- Document text:
Statins linked to lower death rate in Covid-19 patients, study finds

Jun 26, 2020
The large-scale study looked into the use of statins, either alone or in combination with ACE inhibitors and ARBS. Source: Getty.

Statins have gotten a bad rap in recent years, but a new study had found the cholesterol-lowering drugs are associated with a lower death rate in patients hospitalised with Covid-19. The research, published in the journal Cell Metabolism, also showed that mortality risk and other negative outcomes were not increased by combination therapy consisting of statins and blood pressure-lowering drugs, known as ACE inhibitors, and angiotensin receptor blockers (ARBs).

“These results support the safety and potential benefits of statin therapy in hospitalised patients with Covid-19 and provide a rationale for prospective studies to determine whether statins confer protection against Covid-19-associated mortality,” study author Hongliang Li of Wuhan University said.

“Moreover, our findings represent an important contribution to the accumulating clinical evidence regarding the beneficial or detrimental effects of prescribing ACE inhibitors or ARBs to patients with Covid-19.”

- Information shown:
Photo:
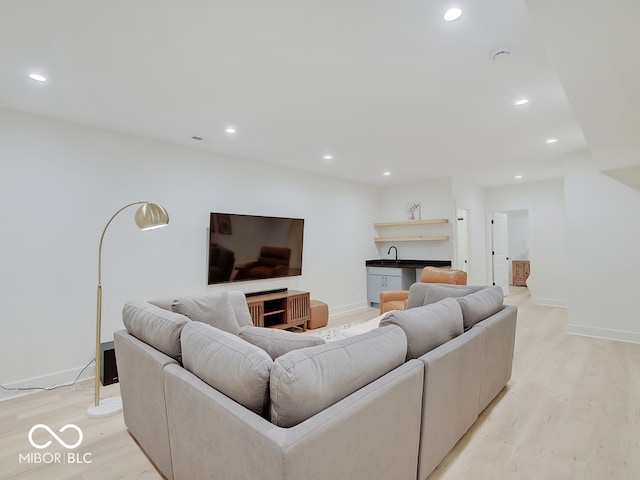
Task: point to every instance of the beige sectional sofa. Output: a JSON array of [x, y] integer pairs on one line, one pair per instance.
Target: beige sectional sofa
[[232, 401]]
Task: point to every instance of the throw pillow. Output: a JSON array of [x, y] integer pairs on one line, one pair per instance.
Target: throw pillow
[[277, 342], [480, 305], [427, 327], [305, 382], [214, 309], [230, 365]]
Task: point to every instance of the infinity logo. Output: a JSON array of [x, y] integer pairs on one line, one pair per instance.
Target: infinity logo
[[57, 438]]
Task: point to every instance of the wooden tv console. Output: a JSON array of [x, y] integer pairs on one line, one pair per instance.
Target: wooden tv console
[[285, 309]]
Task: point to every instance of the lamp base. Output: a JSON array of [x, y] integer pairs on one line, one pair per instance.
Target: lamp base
[[105, 408]]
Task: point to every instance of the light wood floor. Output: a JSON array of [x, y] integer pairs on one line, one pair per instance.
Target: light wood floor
[[571, 411]]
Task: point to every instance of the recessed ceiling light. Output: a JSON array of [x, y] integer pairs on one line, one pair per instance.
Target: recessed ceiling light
[[37, 77], [452, 14]]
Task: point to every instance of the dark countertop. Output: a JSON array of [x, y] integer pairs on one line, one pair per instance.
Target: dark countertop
[[391, 263]]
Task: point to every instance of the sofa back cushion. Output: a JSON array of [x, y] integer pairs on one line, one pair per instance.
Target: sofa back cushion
[[427, 327], [213, 308], [305, 382], [425, 293], [232, 366], [277, 342], [480, 305], [155, 326]]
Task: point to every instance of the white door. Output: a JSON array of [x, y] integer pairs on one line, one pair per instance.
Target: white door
[[500, 250], [462, 240]]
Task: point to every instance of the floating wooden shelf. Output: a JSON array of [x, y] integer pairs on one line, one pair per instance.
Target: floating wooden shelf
[[420, 238], [411, 222]]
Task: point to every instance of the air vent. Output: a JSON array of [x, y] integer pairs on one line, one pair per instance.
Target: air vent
[[501, 53]]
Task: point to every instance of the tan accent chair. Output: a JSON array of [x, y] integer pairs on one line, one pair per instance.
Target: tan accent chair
[[397, 299]]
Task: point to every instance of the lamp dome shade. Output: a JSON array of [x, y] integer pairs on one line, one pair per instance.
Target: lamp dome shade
[[150, 216]]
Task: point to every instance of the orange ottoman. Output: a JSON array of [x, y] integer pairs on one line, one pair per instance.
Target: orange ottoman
[[319, 315]]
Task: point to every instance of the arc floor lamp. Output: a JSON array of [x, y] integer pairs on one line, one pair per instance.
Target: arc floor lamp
[[148, 217]]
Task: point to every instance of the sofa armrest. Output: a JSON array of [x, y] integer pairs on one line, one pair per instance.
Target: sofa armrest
[[223, 437], [499, 343], [452, 378], [141, 378]]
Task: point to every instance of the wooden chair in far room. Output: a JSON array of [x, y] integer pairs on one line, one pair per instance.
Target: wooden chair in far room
[[397, 299]]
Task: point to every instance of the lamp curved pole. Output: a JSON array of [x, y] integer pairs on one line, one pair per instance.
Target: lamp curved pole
[[94, 411]]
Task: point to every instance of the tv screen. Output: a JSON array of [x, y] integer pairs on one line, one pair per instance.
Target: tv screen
[[250, 247]]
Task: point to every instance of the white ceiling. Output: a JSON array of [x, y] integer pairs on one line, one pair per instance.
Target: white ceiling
[[382, 85]]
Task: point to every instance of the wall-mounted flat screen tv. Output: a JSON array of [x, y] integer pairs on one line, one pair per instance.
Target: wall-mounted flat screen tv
[[250, 247]]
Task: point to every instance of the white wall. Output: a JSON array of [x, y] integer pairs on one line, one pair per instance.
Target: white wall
[[548, 250], [604, 258], [436, 198], [60, 183]]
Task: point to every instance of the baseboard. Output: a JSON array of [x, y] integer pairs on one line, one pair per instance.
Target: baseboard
[[605, 333], [49, 381], [348, 308], [550, 302]]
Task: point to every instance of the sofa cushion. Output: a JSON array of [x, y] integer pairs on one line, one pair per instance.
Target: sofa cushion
[[277, 342], [426, 293], [427, 327], [307, 381], [155, 326], [480, 305], [213, 308], [232, 366]]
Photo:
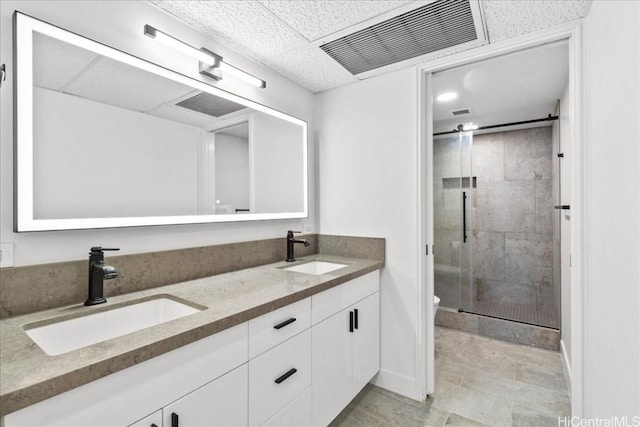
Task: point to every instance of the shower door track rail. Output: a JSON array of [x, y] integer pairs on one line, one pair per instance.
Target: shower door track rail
[[462, 310], [545, 119]]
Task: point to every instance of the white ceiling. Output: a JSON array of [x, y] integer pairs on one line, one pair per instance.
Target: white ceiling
[[520, 86], [281, 34]]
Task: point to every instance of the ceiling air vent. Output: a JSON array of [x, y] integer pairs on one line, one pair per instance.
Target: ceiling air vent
[[461, 112], [436, 26], [210, 104]]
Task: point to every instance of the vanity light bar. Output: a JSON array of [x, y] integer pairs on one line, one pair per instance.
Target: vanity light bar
[[211, 64]]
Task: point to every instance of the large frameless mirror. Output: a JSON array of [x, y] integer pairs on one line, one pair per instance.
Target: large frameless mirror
[[105, 139]]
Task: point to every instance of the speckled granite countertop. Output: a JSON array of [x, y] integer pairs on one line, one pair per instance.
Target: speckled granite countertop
[[28, 375]]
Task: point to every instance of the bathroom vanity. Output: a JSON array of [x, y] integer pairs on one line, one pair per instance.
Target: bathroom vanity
[[267, 345]]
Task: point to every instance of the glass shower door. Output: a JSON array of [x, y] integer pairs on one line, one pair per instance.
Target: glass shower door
[[453, 235]]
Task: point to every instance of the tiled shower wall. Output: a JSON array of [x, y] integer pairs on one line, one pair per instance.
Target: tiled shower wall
[[511, 212]]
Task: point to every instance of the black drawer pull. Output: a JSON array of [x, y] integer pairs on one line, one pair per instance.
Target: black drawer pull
[[351, 321], [285, 323], [285, 375]]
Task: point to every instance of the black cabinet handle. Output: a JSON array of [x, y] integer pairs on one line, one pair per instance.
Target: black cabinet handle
[[464, 216], [284, 376], [351, 321], [285, 323], [355, 312]]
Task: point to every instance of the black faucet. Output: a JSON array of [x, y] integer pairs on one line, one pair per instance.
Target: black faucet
[[98, 272], [290, 242]]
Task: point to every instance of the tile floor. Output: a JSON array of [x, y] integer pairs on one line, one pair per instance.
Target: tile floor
[[479, 382]]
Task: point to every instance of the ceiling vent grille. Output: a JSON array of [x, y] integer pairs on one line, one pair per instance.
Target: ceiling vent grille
[[210, 104], [436, 26], [461, 112]]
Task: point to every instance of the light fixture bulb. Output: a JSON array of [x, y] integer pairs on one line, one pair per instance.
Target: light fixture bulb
[[211, 64], [447, 96], [178, 45]]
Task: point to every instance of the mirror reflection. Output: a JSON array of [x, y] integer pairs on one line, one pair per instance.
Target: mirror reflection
[[112, 140]]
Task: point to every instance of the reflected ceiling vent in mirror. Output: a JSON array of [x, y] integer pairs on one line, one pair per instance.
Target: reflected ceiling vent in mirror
[[209, 104], [460, 112], [434, 27]]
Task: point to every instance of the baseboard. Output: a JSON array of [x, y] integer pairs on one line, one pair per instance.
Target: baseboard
[[566, 366], [400, 384]]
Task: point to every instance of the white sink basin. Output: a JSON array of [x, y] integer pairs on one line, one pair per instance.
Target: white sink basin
[[72, 334], [316, 267]]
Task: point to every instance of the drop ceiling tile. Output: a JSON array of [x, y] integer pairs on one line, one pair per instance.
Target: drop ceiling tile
[[312, 68], [121, 85], [55, 62], [510, 18], [245, 26], [319, 18]]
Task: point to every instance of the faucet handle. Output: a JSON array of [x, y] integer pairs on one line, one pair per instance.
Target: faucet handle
[[100, 249]]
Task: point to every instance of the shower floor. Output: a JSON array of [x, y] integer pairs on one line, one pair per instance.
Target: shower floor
[[546, 318]]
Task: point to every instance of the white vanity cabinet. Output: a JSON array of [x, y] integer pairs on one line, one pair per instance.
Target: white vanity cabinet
[[280, 372], [220, 403], [129, 396], [299, 365], [345, 345]]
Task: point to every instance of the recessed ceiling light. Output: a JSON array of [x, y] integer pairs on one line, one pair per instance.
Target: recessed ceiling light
[[447, 96]]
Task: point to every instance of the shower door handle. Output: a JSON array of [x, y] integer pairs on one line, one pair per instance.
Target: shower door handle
[[464, 217]]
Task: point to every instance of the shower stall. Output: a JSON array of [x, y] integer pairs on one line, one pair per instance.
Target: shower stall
[[493, 224]]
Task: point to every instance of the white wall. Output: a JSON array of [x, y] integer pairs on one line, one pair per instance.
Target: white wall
[[120, 25], [368, 179], [232, 171], [276, 167], [612, 212], [145, 166], [565, 226]]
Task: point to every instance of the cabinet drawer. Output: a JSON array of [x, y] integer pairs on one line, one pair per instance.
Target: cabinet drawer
[[271, 329], [220, 403], [295, 414], [152, 420], [266, 396], [331, 301]]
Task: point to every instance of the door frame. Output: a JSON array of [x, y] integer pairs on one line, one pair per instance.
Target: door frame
[[572, 32]]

- How to complete this task:
Answer these questions from the statins article:
1. In which journal was the research published?
2. At which university is the study author Hongliang Li based?
3. What does the abbreviation ARBs stand for?

- Written reply:
1. Cell Metabolism
2. Wuhan University
3. Angiotensin receptor blockers